Extract provided:
┄┄┄┄┄┄

Even if you don’t follow the traditionalist reasoning, at least there is some attempt at it.
(Reader DN) I know the likely response to this sort of argument: change the subject to the supposed incoherence of the traditionalist account. “If that were the state interest, then the state would test couples for fertility and not let anyone marry a post-menopausal woman!”
And where again is your argument for a legitimate state interest in promoting marriage between two members of the same sex?
It’s one of my great, incredulous disappointments that no court I can recall has even suggested a state interest in SSM, though they do deprecate the rationales for traditional marriage.

┄┄┄┄┄┄

Source data:
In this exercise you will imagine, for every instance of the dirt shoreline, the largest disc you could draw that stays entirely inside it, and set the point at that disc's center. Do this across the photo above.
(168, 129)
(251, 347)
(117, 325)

┄┄┄┄┄┄

To be done:
Answer these questions on the excerpt about arguments over marriage:
1. What does the writer expect the likely response to change the subject to?
2. In the quoted objection, what two things would the state do if that were its interest?
3. What does the writer say courts do deprecate?
The listing is not needed for this work.

Completed exercise:
1. The supposed incoherence of the traditionalist account.
2. It would test couples for fertility and not let anyone marry a post-menopausal woman.
3. The rationales for traditional marriage.